[[ Document section, beginning ]]

In addition to parameters, TemporalPoolerNode takes a command: predict, but it works only in inference mode.

Conclusion

Despite not revealing the details of the algorithms, the Guide, plus the previous materials I read, gave me a good overview of what the algorithms need to achieve. I am pretty sure that I would write algorithms that do approximately what the Numenta pooling algorithms do, but since they have been playing with this for years, I would rather catch up by examinging the code inside the Numenta classes.

See also: More on Internal Operations of Nodes

Understanding the Bitworm NuPIC HTM Example Program, Part 2: Network Creation Overview

2010-03-31T18:24:00.000-07:00

Now that Bitworm is running (See Bitworm Part 1), there are a variety of options. In the Getting Started document the next steps are funning Bitworm with "temporally incoherent data" and then with noisy data. We could go to the data generation functions and play with them, then see how Bitworm reacts. I am more interested in how the network is created, and how it functions internally. An overview of this is covered in "Creating the Untrained HTM Network File," (starting page 21 of Getting Started).

[[ Document section, end ]]
[[ Source information, beginning ]]

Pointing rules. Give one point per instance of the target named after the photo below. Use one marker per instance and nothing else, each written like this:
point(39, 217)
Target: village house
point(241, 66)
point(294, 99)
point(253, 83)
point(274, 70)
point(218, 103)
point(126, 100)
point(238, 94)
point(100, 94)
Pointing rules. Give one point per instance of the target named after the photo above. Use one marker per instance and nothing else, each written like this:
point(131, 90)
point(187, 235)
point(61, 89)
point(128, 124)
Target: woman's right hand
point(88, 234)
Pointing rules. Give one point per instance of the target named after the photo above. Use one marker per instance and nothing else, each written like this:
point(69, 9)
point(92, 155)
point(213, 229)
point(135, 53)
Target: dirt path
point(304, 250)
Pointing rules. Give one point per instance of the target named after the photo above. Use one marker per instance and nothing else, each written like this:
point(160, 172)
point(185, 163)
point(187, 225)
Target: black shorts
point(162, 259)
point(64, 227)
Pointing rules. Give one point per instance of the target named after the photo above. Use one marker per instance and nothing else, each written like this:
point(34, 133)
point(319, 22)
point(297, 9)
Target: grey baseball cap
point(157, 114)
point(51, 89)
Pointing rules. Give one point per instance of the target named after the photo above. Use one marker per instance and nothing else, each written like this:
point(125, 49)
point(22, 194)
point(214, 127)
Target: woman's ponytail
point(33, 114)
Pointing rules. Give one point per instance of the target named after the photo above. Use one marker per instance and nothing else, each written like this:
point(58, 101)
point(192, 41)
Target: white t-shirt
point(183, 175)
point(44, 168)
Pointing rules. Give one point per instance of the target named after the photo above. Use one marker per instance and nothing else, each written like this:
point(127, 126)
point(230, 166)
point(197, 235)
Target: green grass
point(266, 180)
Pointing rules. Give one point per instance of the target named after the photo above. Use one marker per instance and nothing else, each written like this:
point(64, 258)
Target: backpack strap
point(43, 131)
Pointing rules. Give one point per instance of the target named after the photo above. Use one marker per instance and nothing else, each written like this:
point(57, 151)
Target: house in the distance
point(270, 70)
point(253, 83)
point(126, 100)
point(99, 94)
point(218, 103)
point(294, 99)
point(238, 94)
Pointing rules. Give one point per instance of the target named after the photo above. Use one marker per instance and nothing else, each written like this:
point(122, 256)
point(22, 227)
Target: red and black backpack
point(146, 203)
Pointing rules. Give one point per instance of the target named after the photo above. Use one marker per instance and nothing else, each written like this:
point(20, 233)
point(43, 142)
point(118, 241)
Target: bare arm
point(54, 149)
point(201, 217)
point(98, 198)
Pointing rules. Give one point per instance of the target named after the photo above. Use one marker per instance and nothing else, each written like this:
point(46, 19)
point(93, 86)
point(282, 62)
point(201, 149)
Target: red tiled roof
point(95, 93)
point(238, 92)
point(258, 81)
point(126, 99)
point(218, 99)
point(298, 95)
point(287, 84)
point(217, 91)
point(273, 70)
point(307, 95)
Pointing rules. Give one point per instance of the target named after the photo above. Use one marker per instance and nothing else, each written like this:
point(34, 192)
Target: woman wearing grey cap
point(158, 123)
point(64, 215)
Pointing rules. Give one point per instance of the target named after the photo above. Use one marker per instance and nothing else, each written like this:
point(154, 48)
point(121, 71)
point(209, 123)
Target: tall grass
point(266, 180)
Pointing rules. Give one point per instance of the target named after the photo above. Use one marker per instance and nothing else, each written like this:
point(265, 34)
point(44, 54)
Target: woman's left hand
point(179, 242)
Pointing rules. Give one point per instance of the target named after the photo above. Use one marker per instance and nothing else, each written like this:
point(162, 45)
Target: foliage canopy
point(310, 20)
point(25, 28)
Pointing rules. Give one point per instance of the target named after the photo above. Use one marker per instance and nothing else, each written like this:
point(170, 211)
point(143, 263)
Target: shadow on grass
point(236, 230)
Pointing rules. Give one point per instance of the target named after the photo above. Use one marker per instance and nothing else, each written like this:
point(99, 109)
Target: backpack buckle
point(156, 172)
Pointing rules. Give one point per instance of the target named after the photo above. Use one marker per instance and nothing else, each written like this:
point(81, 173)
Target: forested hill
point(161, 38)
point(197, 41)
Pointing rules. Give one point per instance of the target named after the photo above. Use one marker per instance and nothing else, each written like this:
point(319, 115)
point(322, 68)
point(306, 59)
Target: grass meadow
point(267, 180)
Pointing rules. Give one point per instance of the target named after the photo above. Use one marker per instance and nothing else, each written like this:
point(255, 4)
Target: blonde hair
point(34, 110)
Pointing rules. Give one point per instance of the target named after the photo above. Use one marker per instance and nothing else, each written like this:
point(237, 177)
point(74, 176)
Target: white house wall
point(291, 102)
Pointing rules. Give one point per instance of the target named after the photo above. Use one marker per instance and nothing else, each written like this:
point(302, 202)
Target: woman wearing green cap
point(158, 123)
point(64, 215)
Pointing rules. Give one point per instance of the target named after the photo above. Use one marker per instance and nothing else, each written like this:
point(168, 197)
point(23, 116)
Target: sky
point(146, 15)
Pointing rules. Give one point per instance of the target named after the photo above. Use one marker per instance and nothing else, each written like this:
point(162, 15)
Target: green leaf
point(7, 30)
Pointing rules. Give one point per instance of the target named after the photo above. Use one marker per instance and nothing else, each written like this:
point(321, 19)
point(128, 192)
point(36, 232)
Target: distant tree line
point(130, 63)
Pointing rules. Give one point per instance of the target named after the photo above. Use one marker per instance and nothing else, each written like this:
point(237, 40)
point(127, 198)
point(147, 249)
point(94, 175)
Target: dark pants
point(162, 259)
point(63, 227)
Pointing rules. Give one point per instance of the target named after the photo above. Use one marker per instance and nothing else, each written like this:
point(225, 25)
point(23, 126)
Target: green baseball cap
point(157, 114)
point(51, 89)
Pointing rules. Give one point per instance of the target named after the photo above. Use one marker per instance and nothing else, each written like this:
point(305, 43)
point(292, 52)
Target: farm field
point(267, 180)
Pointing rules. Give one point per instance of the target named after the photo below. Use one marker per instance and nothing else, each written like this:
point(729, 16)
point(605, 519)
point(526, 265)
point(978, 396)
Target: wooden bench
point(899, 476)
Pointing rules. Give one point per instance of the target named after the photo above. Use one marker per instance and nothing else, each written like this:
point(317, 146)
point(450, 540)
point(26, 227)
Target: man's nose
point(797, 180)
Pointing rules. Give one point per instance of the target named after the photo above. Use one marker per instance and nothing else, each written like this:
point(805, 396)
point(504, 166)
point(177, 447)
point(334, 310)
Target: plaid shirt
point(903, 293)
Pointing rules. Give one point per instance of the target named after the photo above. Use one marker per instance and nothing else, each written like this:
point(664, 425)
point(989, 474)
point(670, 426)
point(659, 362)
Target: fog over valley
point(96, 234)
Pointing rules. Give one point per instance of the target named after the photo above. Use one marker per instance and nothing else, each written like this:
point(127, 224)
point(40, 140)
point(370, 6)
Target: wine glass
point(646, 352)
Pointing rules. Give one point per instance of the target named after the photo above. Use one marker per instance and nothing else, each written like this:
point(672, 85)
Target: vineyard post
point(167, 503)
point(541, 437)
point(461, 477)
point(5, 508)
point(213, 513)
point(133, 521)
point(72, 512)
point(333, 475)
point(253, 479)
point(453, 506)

[[ Source information, end ]]

= Exercise =
Rewrite the NuPIC text from "Despite not revealing" to "the Numenta classes.", putting "the manual" in place of "the Guide".

= Response for this exercise =
Despite not revealing the details of the algorithms, the manual, plus the previous materials I read, gave me a good overview of what the algorithms need to achieve. I am pretty sure that I would write algorithms that do approximately what the Numenta pooling algorithms do, but since they have been playing with this for years, I would rather catch up by examinging the code inside the Numenta classes.